Segment Start: SUPPLIED PASSAGE

There are a number of applications where it is desirable to geolocate an electromagnetic signal of unknown origin. For example, a corporate IT department may need to locate the source of an unauthorized wireless access point which compromises their network's security.
Of course precisely defining an object's location requires specifying coordinates in three dimensions (e.g., longitude, latitude, and altitude). In the discussion to follow, for simplicity of explanation it is assumed that the third coordinate (i.e., altitude) is either known or is otherwise easily determined once the other two coordinates (e.g., latitude and longitude) are identified. Those skilled in the art will be able to extrapolate the discussion to follow to the case where all three coordinates are to be determined.
There are several known methods to locate a signal emitter using a plurality of distributed sensors, or receivers, which are spaced apart from each other. Among these methods are: Angle of Arrival (AOA), Time Difference of Arrival (TDOA), and Received Signal Strength (RSS).
In the AOA method, the angle of arrival of the signal from a signal emitter is measured with special directional antennas at each receiver. This information is combined to help locate the signal emitter using lines of bearing. A chief limitation of the AOA method is that it requires special directional antennas at each receiver.

Segment End: SUPPLIED PASSAGE

## TASK OBJECTIVE
Rewrite the passage on locating signal emitters, beginning at the words "Of course precisely" and stopping after "Signal Strength (RSS).", with "distributed sensors" replaced by "networked sensors".

Segment Start: DATASET EXCERPTS

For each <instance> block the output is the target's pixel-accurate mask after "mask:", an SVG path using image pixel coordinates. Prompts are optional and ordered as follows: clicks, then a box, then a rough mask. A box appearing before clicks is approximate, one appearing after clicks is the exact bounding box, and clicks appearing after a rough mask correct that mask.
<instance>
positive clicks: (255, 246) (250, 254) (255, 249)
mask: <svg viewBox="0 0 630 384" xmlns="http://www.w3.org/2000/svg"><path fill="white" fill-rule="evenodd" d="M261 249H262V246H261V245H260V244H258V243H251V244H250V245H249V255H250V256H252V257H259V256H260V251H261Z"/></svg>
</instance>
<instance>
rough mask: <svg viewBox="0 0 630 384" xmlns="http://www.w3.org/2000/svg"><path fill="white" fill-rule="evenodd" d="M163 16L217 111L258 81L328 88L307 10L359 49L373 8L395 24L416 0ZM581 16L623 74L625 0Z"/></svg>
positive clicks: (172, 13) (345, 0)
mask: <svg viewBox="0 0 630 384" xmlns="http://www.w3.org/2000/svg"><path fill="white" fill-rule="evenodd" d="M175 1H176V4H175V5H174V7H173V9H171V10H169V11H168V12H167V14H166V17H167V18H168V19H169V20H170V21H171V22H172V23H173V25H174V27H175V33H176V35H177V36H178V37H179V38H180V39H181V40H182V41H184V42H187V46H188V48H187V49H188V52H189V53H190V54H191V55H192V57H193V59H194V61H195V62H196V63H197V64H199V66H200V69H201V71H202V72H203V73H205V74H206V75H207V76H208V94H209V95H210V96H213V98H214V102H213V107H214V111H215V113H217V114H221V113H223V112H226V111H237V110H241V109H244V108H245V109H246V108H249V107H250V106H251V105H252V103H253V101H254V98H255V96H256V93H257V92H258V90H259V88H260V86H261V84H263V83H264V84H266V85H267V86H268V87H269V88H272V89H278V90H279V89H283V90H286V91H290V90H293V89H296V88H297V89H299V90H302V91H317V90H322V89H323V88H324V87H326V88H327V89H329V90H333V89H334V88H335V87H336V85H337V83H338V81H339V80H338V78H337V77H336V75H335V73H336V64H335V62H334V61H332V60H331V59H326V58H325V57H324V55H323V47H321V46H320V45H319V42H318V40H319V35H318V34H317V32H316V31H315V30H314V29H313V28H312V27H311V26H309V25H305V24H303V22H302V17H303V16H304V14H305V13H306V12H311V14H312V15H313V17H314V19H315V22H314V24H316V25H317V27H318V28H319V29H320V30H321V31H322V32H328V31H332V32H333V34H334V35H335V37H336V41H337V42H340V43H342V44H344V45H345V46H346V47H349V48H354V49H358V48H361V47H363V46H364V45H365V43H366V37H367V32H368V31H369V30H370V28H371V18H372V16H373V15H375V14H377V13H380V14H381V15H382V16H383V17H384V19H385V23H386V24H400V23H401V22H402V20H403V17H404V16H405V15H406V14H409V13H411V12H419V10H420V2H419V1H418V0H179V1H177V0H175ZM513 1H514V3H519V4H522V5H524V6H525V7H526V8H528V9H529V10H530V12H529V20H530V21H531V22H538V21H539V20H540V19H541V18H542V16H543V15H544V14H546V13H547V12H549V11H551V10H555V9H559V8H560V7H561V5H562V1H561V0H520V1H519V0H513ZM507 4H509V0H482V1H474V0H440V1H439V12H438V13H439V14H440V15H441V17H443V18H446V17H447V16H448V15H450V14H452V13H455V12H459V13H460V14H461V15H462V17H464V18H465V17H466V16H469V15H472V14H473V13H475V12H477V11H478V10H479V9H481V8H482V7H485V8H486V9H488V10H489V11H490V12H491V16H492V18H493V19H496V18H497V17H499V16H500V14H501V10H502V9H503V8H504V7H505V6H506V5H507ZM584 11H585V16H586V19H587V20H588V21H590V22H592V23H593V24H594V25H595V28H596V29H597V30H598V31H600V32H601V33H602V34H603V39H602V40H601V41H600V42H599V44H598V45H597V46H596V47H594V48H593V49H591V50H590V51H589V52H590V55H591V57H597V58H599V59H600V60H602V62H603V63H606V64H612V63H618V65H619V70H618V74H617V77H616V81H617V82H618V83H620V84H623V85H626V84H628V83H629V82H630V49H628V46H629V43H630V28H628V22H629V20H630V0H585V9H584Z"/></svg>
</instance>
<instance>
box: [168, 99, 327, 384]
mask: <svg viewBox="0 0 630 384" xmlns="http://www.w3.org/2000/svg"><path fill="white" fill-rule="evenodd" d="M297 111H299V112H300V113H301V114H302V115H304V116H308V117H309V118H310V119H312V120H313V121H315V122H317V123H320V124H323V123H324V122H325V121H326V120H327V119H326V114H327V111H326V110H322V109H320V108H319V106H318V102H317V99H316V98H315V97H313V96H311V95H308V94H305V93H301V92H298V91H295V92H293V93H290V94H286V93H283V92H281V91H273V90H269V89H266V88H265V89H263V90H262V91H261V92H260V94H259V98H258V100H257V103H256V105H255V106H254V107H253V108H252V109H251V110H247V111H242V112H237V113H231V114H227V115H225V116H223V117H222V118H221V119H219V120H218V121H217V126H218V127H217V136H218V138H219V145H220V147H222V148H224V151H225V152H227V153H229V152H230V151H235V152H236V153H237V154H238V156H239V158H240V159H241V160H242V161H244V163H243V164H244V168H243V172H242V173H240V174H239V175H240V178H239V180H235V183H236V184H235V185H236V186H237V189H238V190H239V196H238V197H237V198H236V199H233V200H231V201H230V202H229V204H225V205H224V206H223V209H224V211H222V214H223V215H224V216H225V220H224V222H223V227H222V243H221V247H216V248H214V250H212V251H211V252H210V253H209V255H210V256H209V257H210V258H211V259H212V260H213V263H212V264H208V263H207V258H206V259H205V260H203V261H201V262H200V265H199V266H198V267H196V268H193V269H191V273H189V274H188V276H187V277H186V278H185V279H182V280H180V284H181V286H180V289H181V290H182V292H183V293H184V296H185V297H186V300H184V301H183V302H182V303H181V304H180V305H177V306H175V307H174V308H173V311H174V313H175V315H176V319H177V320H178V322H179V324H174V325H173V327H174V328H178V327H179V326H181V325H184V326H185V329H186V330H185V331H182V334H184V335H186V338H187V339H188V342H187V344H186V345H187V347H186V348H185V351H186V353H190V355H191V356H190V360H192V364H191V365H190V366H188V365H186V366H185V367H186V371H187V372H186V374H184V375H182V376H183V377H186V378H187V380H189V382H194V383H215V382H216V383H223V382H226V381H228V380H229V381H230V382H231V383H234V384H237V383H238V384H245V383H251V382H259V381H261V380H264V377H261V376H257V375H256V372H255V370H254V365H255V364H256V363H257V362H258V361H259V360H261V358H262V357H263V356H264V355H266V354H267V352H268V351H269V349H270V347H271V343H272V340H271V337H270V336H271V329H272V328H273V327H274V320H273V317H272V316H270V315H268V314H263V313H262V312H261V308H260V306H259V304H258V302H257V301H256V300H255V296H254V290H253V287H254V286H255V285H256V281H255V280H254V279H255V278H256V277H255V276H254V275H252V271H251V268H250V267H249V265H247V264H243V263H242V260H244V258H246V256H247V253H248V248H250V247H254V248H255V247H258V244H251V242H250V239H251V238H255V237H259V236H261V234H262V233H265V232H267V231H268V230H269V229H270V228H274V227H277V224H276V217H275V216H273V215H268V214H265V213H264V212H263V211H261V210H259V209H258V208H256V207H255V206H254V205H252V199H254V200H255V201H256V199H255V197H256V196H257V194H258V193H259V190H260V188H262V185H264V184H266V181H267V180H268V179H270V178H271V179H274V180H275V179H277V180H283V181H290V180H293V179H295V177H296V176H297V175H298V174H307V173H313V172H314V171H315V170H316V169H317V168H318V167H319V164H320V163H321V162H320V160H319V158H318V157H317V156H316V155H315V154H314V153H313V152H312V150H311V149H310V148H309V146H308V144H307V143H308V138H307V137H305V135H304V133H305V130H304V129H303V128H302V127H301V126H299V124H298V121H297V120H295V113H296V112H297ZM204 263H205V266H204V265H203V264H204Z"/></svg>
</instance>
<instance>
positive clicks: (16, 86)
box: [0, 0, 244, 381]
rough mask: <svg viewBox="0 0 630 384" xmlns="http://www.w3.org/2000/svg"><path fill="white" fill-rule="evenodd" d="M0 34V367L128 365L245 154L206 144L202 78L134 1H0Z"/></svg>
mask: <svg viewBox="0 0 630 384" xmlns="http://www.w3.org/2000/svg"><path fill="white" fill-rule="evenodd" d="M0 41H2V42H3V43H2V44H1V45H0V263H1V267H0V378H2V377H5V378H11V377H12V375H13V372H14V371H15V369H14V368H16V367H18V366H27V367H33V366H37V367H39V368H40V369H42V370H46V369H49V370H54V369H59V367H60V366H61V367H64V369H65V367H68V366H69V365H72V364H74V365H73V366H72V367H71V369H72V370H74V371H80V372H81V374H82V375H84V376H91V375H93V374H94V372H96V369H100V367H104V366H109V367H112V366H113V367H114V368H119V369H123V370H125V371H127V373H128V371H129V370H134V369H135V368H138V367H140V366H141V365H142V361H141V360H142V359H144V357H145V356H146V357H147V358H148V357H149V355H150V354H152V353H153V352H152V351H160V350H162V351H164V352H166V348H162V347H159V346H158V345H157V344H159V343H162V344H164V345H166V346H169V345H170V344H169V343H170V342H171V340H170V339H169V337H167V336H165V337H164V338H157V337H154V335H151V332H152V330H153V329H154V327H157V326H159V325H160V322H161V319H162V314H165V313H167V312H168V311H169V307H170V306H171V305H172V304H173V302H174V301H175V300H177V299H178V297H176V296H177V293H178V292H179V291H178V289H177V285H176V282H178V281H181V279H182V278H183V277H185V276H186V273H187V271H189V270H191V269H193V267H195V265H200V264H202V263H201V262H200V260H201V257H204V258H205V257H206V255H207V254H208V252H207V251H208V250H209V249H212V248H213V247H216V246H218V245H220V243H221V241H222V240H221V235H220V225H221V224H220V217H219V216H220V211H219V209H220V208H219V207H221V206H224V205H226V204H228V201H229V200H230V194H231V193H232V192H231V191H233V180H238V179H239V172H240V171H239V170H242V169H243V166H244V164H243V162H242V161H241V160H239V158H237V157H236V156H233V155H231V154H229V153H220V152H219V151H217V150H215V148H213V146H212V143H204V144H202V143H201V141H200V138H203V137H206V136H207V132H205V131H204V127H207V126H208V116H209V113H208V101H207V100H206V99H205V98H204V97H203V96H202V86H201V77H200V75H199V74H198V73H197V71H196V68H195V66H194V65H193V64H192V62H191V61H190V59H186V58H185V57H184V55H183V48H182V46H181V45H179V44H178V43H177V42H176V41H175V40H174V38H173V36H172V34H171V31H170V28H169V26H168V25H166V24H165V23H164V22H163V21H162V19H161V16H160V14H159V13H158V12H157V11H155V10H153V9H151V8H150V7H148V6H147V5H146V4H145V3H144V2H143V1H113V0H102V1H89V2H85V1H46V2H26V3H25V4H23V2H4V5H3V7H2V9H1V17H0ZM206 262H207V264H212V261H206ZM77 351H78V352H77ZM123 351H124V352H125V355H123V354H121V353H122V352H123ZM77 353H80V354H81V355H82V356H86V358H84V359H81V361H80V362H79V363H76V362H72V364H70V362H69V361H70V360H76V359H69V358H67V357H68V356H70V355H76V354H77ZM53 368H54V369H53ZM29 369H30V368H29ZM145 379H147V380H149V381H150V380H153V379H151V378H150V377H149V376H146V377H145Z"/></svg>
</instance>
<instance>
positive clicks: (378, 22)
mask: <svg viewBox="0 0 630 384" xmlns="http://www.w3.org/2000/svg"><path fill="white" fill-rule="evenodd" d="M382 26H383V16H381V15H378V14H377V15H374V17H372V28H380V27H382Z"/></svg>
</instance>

Segment End: DATASET EXCERPTS

## WRITTEN RESPONSE
Of course precisely defining an object's location requires specifying coordinates in three dimensions (e.g., longitude, latitude, and altitude). In the discussion to follow, for simplicity of explanation it is assumed that the third coordinate (i.e., altitude) is either known or is otherwise easily determined once the other two coordinates (e.g., latitude and longitude) are identified. Those skilled in the art will be able to extrapolate the discussion to follow to the case where all three coordinates are to be determined.
There are several known methods to locate a signal emitter using a plurality of networked sensors, or receivers, which are spaced apart from each other. Among these methods are: Angle of Arrival (AOA), Time Difference of Arrival (TDOA), and Received Signal Strength (RSS).